When you copy the entries, omit the images and keep every word as it is.

[Input material Boundary: Start]

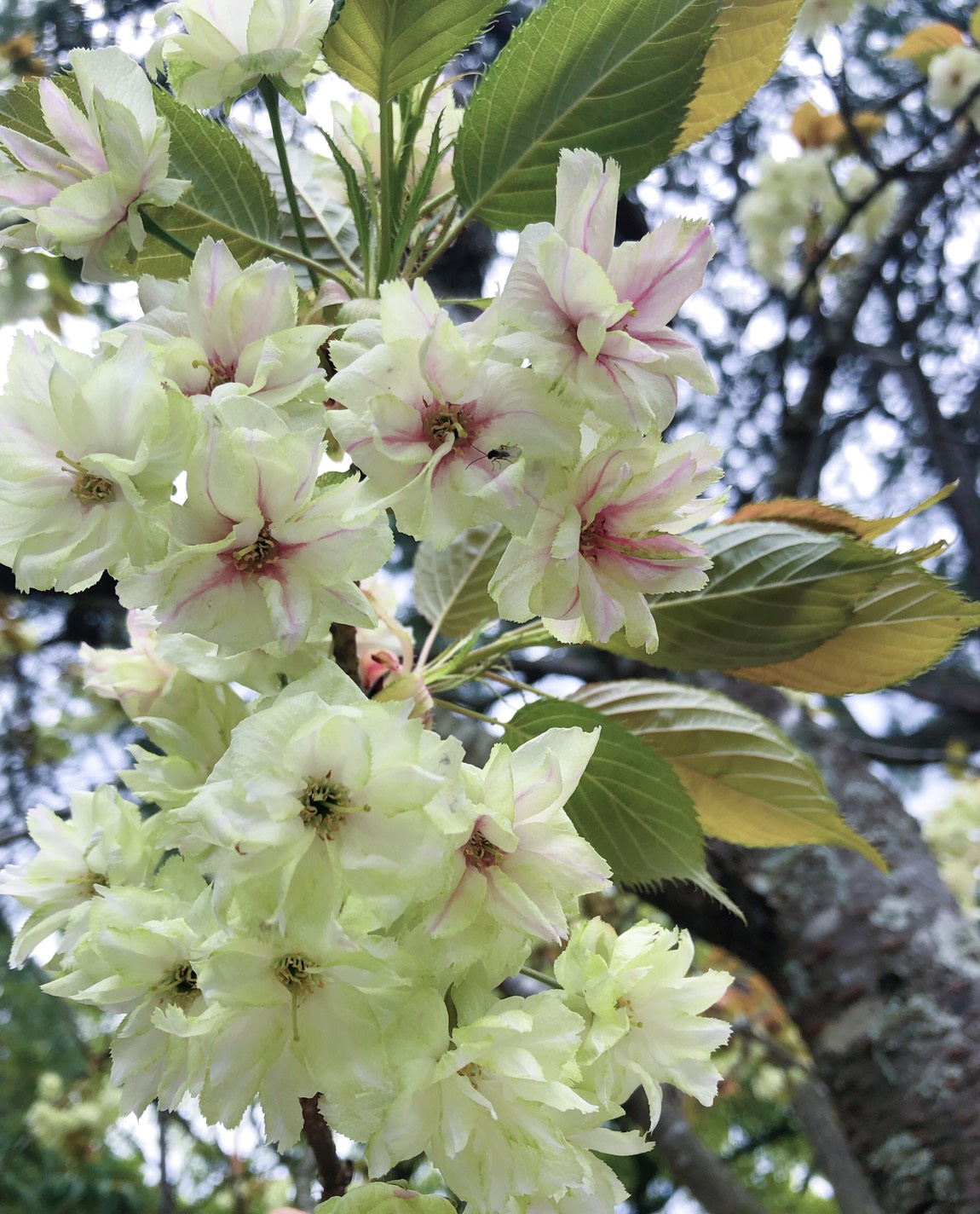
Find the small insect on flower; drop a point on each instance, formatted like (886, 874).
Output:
(498, 455)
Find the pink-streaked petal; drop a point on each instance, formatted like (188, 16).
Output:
(659, 272)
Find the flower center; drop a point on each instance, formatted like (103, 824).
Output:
(88, 882)
(180, 985)
(296, 974)
(323, 801)
(593, 538)
(625, 1004)
(221, 373)
(472, 1071)
(449, 421)
(254, 558)
(88, 487)
(481, 853)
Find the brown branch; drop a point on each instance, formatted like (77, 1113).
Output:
(346, 650)
(335, 1173)
(693, 1165)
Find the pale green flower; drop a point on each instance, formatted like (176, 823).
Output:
(89, 451)
(231, 43)
(376, 1197)
(643, 1011)
(489, 1110)
(102, 845)
(522, 866)
(142, 951)
(85, 202)
(353, 801)
(229, 339)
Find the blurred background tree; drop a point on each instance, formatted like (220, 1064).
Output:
(841, 315)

[Input material Boundary: End]

▶ [Answer below]
Find the small insect on flower; drop a point on each instance, formatted like (886, 874).
Output:
(498, 455)
Find the pink-streaked petal; drop a point on each instance, formatted like (188, 16).
Output:
(659, 272)
Find the flower center; drop a point on each instance, formatted like (103, 824).
Output:
(88, 882)
(180, 985)
(296, 974)
(323, 801)
(593, 538)
(625, 1004)
(221, 373)
(472, 1071)
(449, 421)
(254, 558)
(88, 487)
(481, 853)
Find the brown branch; drop a point on each instance, formatted like (77, 1113).
Output:
(346, 650)
(335, 1173)
(693, 1165)
Find the pale green flower; drop a point on each instance, formatted like (176, 823).
Output:
(89, 451)
(231, 43)
(376, 1197)
(643, 1011)
(489, 1110)
(102, 845)
(522, 866)
(142, 951)
(85, 202)
(353, 801)
(229, 339)
Find the blurred background tree; drop a point on each instance, formatted like (220, 1064).
Output:
(841, 315)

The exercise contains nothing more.